[Goal]:
In the part of the records that opens with the line containing "of the column" and runs through the end of the records, change "column" to "pillar" and reproduce those lines with nothing else altered.

Saved entries:
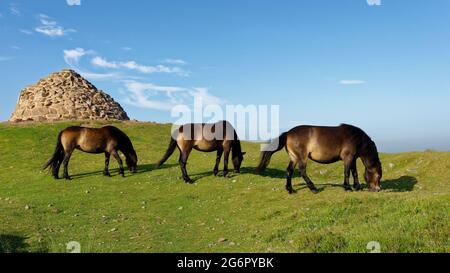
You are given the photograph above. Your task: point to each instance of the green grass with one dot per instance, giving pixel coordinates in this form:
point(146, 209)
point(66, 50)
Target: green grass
point(154, 211)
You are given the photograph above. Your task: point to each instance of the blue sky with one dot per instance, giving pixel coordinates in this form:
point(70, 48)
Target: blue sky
point(384, 67)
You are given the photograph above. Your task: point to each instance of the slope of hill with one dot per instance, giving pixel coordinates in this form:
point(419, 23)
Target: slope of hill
point(154, 211)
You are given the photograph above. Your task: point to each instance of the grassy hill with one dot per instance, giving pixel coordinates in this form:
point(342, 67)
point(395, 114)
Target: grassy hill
point(154, 211)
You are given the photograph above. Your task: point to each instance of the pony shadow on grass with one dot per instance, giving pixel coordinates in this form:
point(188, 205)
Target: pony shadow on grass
point(272, 173)
point(115, 172)
point(402, 184)
point(13, 244)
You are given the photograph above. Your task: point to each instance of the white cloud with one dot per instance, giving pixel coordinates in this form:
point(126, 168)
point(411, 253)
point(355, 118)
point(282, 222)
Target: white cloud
point(99, 61)
point(374, 2)
point(5, 58)
point(175, 61)
point(132, 65)
point(73, 2)
point(51, 28)
point(72, 56)
point(14, 10)
point(164, 98)
point(27, 32)
point(352, 82)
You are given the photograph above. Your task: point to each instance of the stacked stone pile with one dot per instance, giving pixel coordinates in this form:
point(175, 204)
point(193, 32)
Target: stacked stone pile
point(64, 96)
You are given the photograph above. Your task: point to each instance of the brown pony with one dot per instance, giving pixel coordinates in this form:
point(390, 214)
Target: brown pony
point(327, 145)
point(108, 140)
point(220, 137)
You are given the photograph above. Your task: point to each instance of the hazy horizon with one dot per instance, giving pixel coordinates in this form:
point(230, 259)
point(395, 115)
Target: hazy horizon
point(380, 65)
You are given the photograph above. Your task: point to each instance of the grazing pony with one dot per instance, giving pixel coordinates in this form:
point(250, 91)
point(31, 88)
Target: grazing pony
point(108, 140)
point(220, 137)
point(327, 145)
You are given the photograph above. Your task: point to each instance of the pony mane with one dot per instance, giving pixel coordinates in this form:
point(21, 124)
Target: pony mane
point(236, 149)
point(124, 141)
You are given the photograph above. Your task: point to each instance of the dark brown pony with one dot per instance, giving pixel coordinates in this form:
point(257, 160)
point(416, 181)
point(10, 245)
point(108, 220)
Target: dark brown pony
point(327, 145)
point(108, 140)
point(220, 137)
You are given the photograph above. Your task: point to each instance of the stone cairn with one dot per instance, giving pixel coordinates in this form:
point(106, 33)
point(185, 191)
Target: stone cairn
point(65, 96)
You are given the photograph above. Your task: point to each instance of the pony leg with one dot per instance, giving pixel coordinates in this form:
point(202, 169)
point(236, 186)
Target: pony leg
point(309, 183)
point(225, 162)
point(289, 174)
point(356, 185)
point(347, 169)
point(219, 157)
point(107, 158)
point(119, 160)
point(184, 155)
point(66, 160)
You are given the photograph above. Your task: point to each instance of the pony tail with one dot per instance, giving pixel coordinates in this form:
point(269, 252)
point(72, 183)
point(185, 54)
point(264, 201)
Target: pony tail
point(57, 158)
point(275, 146)
point(169, 152)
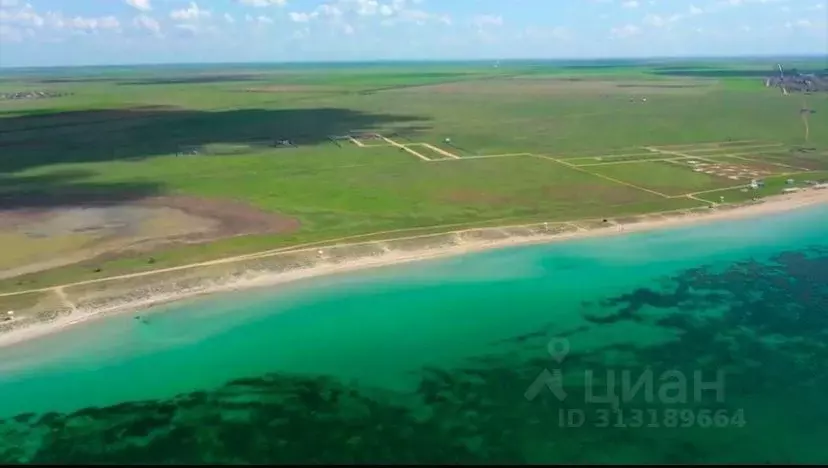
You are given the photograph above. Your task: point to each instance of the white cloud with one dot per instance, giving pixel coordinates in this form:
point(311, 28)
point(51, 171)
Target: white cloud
point(143, 5)
point(191, 13)
point(628, 30)
point(147, 22)
point(25, 16)
point(300, 17)
point(10, 33)
point(389, 12)
point(263, 3)
point(260, 19)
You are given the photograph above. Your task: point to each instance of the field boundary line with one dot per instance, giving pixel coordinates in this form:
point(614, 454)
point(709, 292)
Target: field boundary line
point(440, 150)
point(740, 148)
point(608, 156)
point(684, 145)
point(486, 156)
point(405, 148)
point(611, 179)
point(356, 142)
point(771, 163)
point(660, 151)
point(611, 163)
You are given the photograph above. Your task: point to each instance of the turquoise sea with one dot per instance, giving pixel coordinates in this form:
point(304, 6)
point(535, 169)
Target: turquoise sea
point(714, 338)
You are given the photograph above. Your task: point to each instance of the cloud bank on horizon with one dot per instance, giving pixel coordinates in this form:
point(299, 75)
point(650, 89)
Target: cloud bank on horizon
point(81, 32)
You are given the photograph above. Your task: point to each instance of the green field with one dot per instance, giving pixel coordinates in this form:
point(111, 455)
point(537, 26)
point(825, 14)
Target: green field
point(600, 141)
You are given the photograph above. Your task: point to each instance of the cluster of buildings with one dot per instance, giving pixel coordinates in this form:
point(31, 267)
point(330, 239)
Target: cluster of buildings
point(31, 95)
point(793, 81)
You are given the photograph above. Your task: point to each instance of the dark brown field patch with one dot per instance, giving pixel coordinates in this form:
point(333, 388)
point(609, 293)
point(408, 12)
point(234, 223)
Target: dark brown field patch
point(234, 218)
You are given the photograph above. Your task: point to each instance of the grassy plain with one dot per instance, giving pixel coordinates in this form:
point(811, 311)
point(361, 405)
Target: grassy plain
point(597, 140)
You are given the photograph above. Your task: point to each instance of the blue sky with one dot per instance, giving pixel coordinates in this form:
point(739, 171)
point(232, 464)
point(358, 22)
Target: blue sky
point(91, 32)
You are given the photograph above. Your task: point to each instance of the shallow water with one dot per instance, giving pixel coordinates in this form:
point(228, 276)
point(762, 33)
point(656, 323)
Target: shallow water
point(437, 361)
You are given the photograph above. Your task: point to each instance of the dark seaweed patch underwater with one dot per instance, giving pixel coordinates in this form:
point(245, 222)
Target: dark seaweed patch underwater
point(769, 332)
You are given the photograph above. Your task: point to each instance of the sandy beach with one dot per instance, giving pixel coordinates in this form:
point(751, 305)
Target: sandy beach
point(53, 309)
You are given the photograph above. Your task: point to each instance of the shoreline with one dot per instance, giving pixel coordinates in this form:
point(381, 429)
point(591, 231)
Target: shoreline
point(453, 244)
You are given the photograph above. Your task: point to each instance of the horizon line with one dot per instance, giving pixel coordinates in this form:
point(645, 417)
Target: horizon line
point(426, 60)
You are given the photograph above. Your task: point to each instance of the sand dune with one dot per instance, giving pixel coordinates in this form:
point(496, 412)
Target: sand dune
point(130, 293)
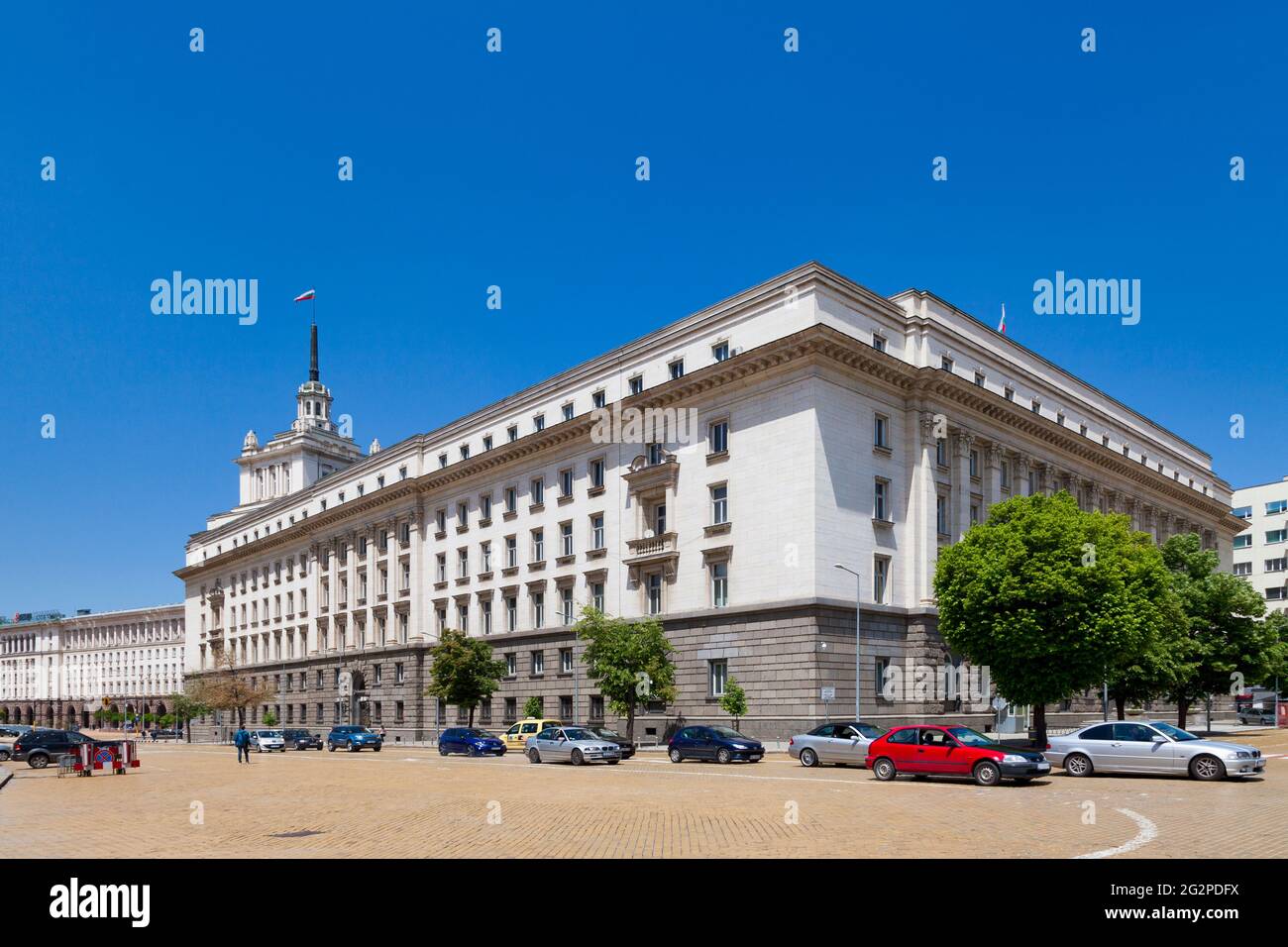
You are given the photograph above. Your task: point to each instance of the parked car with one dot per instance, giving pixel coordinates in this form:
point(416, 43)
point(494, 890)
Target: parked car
point(1150, 748)
point(951, 751)
point(518, 736)
point(352, 737)
point(844, 742)
point(574, 745)
point(42, 748)
point(472, 741)
point(1257, 716)
point(301, 740)
point(720, 744)
point(613, 736)
point(268, 741)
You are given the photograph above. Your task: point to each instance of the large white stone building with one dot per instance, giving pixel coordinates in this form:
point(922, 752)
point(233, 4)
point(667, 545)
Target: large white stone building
point(829, 425)
point(55, 671)
point(1261, 549)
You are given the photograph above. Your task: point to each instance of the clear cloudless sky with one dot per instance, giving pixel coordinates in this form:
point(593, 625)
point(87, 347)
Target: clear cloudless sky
point(518, 169)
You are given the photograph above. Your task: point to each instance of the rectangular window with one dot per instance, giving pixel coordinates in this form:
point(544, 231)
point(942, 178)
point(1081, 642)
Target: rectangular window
point(717, 676)
point(719, 583)
point(880, 579)
point(719, 437)
point(720, 504)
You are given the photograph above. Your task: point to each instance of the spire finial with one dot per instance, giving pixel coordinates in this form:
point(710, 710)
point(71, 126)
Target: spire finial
point(313, 352)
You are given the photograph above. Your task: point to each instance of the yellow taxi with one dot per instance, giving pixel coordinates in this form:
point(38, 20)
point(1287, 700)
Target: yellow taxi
point(516, 737)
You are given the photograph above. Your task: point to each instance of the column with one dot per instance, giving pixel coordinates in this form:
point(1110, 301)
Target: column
point(962, 445)
point(993, 460)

[Finished exercise]:
You are given the photograph above. Your task: point to each instance of the pillar with one dot per instance, giving pixel coordinates in this form:
point(1110, 301)
Target: pillar
point(962, 445)
point(993, 460)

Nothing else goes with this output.